begin

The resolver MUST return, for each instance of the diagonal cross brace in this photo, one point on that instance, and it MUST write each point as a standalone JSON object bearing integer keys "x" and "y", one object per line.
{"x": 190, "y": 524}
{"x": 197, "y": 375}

end
begin

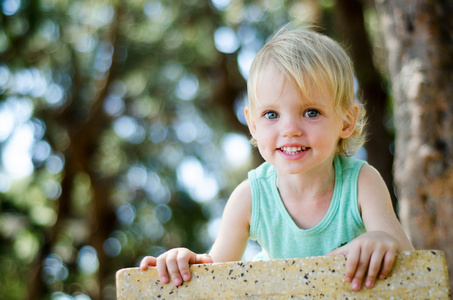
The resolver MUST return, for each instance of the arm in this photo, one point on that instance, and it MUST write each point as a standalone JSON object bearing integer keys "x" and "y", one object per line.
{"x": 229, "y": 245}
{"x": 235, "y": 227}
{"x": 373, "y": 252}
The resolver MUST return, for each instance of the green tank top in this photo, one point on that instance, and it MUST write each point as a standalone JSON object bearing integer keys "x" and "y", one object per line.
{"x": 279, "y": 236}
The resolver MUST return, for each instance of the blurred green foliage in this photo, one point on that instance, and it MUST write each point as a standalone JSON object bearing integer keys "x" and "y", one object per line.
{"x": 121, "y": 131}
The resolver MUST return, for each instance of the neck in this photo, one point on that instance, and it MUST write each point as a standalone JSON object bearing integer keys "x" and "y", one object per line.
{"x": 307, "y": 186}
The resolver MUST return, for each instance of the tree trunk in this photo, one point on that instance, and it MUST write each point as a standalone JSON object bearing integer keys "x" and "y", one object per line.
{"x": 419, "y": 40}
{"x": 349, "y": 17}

end
begin

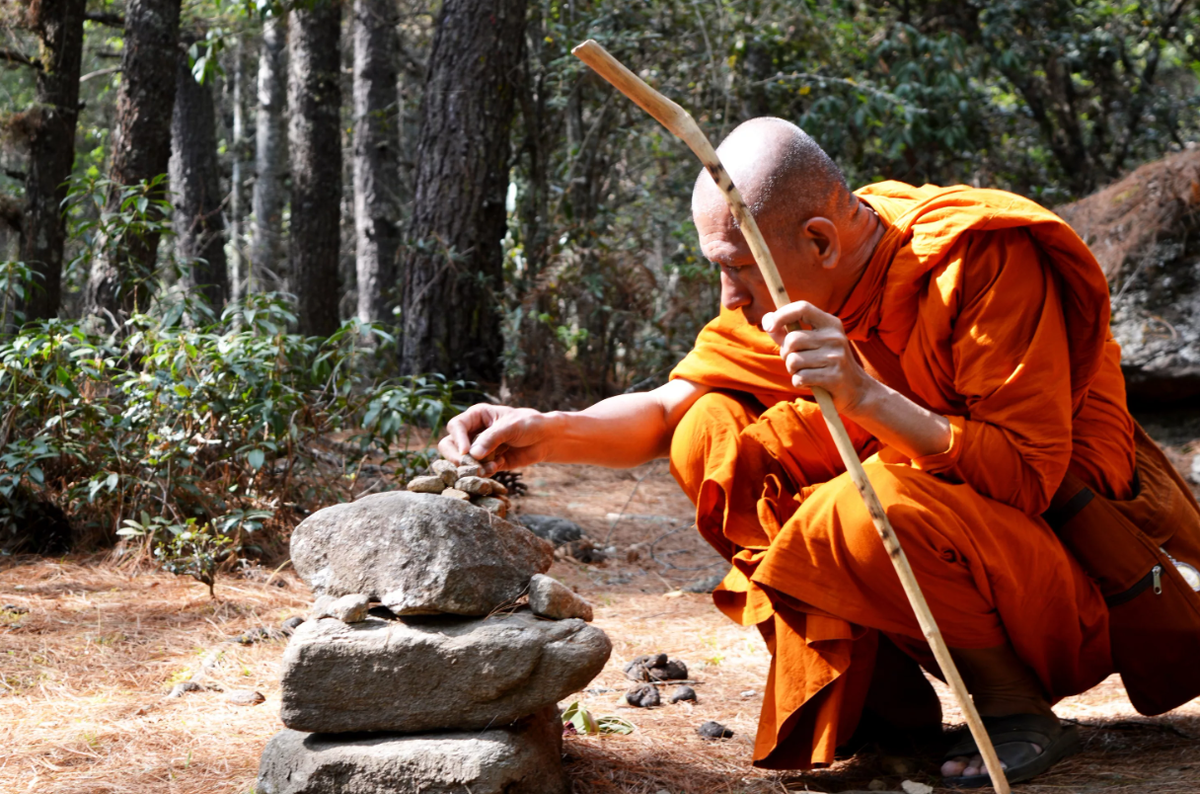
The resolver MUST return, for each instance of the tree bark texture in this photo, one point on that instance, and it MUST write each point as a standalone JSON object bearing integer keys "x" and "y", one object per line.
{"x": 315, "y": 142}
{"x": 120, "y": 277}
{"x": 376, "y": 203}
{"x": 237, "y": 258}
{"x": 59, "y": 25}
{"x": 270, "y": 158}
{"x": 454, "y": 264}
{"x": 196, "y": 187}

end

■ Given problem:
Select every line of the records that contains the string "brace", and copy each such line. Treat case as significant.

■ Right answer:
The resolver MUST return, for each instance of the diagonal cross brace in this photo, one point on that instance, and it MUST write each point as a standalone JSON object bearing integer keys "x" and "y", one object per line.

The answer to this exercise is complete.